------ Data for this task

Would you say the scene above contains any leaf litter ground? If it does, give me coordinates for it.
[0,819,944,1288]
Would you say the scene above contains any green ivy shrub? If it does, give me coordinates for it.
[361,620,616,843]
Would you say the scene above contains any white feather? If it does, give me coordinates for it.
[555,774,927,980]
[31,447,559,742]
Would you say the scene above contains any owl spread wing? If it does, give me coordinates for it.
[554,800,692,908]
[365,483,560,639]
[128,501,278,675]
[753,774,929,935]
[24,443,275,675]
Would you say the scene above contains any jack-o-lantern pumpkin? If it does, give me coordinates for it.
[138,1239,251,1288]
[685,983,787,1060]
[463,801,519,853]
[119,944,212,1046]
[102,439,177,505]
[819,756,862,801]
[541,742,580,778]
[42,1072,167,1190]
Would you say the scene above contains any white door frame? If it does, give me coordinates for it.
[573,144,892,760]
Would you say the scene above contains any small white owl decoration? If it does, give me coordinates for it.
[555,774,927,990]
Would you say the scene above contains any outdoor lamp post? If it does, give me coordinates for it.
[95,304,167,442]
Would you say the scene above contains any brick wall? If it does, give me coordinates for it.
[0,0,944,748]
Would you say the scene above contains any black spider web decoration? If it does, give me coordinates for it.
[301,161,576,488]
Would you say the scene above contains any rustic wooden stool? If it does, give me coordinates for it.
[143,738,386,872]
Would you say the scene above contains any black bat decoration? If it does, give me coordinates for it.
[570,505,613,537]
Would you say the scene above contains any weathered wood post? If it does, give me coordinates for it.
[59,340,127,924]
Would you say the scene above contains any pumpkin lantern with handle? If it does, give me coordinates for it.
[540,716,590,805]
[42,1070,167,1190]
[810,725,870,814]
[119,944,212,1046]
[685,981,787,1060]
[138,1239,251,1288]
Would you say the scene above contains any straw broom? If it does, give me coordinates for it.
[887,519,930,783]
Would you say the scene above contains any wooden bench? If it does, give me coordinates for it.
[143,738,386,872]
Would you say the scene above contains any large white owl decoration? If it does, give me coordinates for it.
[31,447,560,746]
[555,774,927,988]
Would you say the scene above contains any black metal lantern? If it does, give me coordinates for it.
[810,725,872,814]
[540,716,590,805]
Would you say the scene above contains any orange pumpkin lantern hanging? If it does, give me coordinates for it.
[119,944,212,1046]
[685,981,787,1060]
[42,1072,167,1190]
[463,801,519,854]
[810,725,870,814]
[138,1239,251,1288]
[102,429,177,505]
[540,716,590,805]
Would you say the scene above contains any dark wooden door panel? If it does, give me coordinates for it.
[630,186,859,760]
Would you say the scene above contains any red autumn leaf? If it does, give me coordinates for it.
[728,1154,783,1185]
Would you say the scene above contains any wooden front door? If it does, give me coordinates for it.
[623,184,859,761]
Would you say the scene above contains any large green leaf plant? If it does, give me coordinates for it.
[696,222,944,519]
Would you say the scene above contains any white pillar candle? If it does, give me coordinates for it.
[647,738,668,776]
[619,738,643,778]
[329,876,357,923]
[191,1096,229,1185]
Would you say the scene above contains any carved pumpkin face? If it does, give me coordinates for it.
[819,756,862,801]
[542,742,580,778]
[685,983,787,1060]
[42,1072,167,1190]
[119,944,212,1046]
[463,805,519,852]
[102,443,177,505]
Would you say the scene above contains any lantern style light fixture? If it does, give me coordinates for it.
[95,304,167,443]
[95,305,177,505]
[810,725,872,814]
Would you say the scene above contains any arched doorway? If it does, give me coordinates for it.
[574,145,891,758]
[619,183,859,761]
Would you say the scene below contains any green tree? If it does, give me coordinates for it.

------------

→ **To do**
Repeat the items above with "coordinates" swapped for "a bounding box" and every other word kept the same.

→ **Result of this exercise**
Would you say the scene above contains any leaf litter ground? If it does, give me a bounding box for it.
[0,819,944,1288]
Would you say the scene above contains any green ivy shrub? If it does, give me a bounding box for it.
[361,620,616,843]
Would you say the scene above contains any white feather? If it does, give me a bounding box for it.
[555,774,927,980]
[31,447,559,742]
Would you say the scene above contains any owl spread wing? If it does, give me a bounding box for it.
[554,800,692,908]
[365,483,560,639]
[128,501,278,675]
[753,774,929,935]
[24,443,275,675]
Would you say the scene above contains any jack-o-lantern pumpkin? If it does, give me a bounding box for it.
[138,1239,251,1288]
[685,983,787,1060]
[463,801,519,853]
[119,944,212,1046]
[102,439,177,505]
[819,756,862,801]
[541,742,580,778]
[42,1072,167,1190]
Would you say the scene above contains any white door frame? If it does, give me a bounding box for it.
[573,144,892,760]
Would you say the scene above contains any small white owl decoration? If it does, give me a bounding box for it.
[555,774,927,990]
Would you say the scene above contains any outdoor lamp post? If it does, give me a bounding box for it.
[95,304,167,442]
Would you say the scene above contains any brick wall? If it does, give me a bounding box for it.
[0,0,944,748]
Would you say the scene above contains any black spider web decoration? If it does, give me a bounding box for it.
[301,161,576,488]
Would you say the scene above contains any rustic wooden stool? If it does, give me a bounding box for it.
[143,738,386,872]
Would you say the scene above contains any black bat decoration? If it does, give me a bounding box for it.
[570,505,613,537]
Would you say the scene above contains any weathered wood post? If it does, give me a bounding box for it.
[59,340,127,924]
Would you say the scene above contains any pumpkin lantern with handle? If it does, give me a bounding box for it.
[540,716,590,805]
[42,1070,167,1190]
[810,725,870,814]
[119,944,212,1046]
[685,981,787,1060]
[138,1239,251,1288]
Would you say the scene above contains any straw broom? If it does, give me a bounding box for it.
[887,519,930,783]
Would you say the scene above contains any wooden bench? If it does, give me a bounding box for it.
[143,738,386,872]
Would you say the scene above contains any large white owl decoration? If it does, give me a bounding box for it.
[31,447,560,746]
[555,774,927,988]
Would you say the scene above contains any black metal lantern? If it does, give me a bounding box for it.
[810,725,872,814]
[540,716,590,805]
Would you say the scene above contains any orange pumpkin lantern hanging? If it does, give me a bounding box for it.
[119,944,212,1046]
[685,981,787,1060]
[42,1072,167,1190]
[463,801,519,854]
[810,725,870,814]
[138,1239,251,1288]
[102,429,177,505]
[540,716,590,805]
Would you say the scene above contains any dark wooden door panel? If it does, give me a bounding box for it.
[630,186,859,760]
Would you say the scene above contains any red autumn leaf? If it does, give me a bounding box for it.
[728,1154,783,1185]
Would you say the scene above contains any wooden front door? If it does, give me a bounding box for it.
[623,184,859,761]
Would you say the scene above contains any large green leaf plant? If it does, give me a bounding box for it.
[696,222,944,519]
Would you say the scene above contains any white pillar candle? If it does, give me a bounding box for it.
[647,738,668,776]
[619,738,643,778]
[329,876,357,923]
[191,1096,229,1185]
Would you say the scene above contains any carved pumpkin face? If it does, give me a bounding box for it.
[819,756,862,801]
[542,742,580,778]
[685,983,787,1060]
[42,1072,167,1190]
[119,944,212,1046]
[463,805,519,852]
[102,443,177,505]
Would you say the scene above contains any lantern style light fixture? If it does, give me a bounding box for it.
[95,304,167,443]
[95,305,177,505]
[810,725,872,814]
Would you say the scene above contains any arched doorway? If it does, give me a bounding box for it.
[574,145,891,758]
[619,183,859,761]
Would you say the scene below contains any green tree? If it does, give me a bounding box for it.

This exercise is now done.